Information given |
== == ==

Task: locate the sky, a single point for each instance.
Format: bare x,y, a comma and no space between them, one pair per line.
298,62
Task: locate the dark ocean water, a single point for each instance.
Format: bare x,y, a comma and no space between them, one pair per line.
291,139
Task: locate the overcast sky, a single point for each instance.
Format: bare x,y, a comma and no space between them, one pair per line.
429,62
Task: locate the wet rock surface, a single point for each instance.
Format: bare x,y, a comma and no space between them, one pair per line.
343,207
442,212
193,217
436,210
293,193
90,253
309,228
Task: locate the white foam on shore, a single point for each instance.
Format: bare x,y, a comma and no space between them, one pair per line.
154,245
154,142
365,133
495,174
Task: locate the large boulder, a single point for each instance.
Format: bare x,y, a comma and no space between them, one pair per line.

== == ==

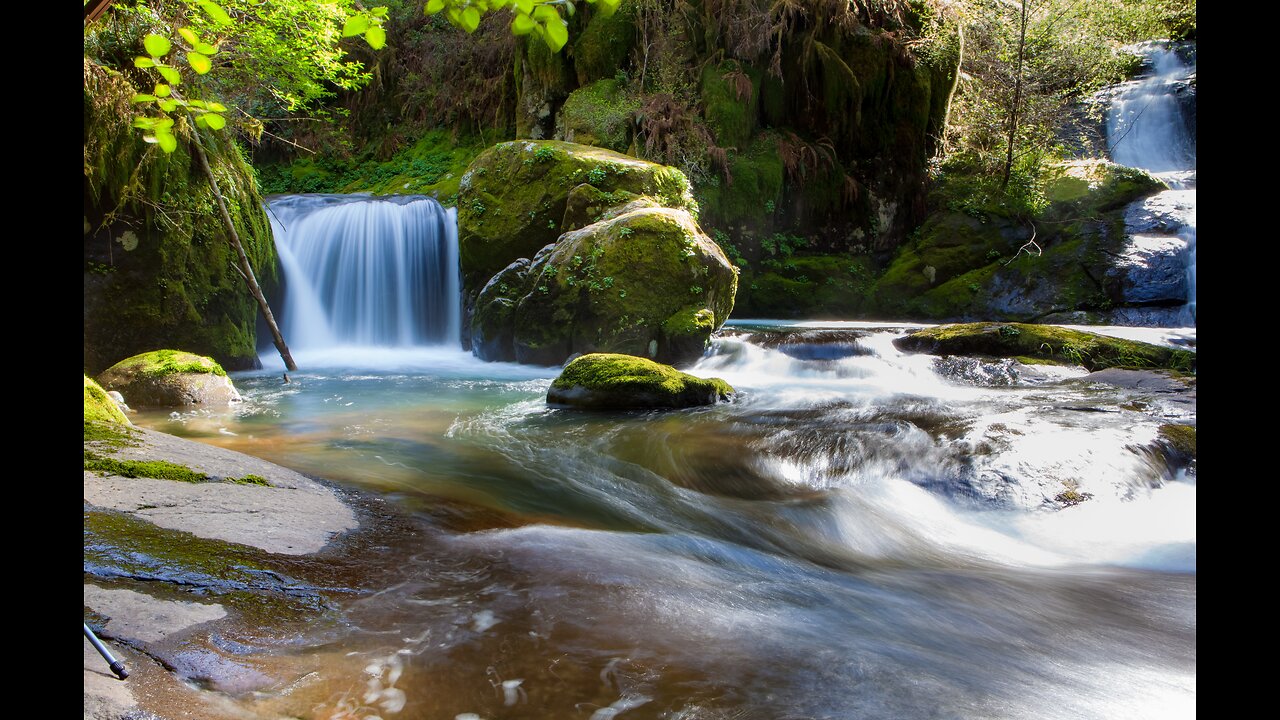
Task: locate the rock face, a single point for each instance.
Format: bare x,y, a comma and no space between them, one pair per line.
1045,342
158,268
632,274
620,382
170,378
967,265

== == ==

Exercise prompt | Return every line of the preceding records in which the word "each" appears.

Answer |
Task: locate the sky, a single point for each instance.
Task: locate the dark ocean water, a single point for each instance.
Task: locate the overcast sky, a single point for each instance.
Task: locate the wet rock surface, a single point for each instance.
Task: locate the white foam on shore, a single point for each instance.
Task: locate the large boulder, a single point for each instance.
Task: locate the rock face, a single point for each instance.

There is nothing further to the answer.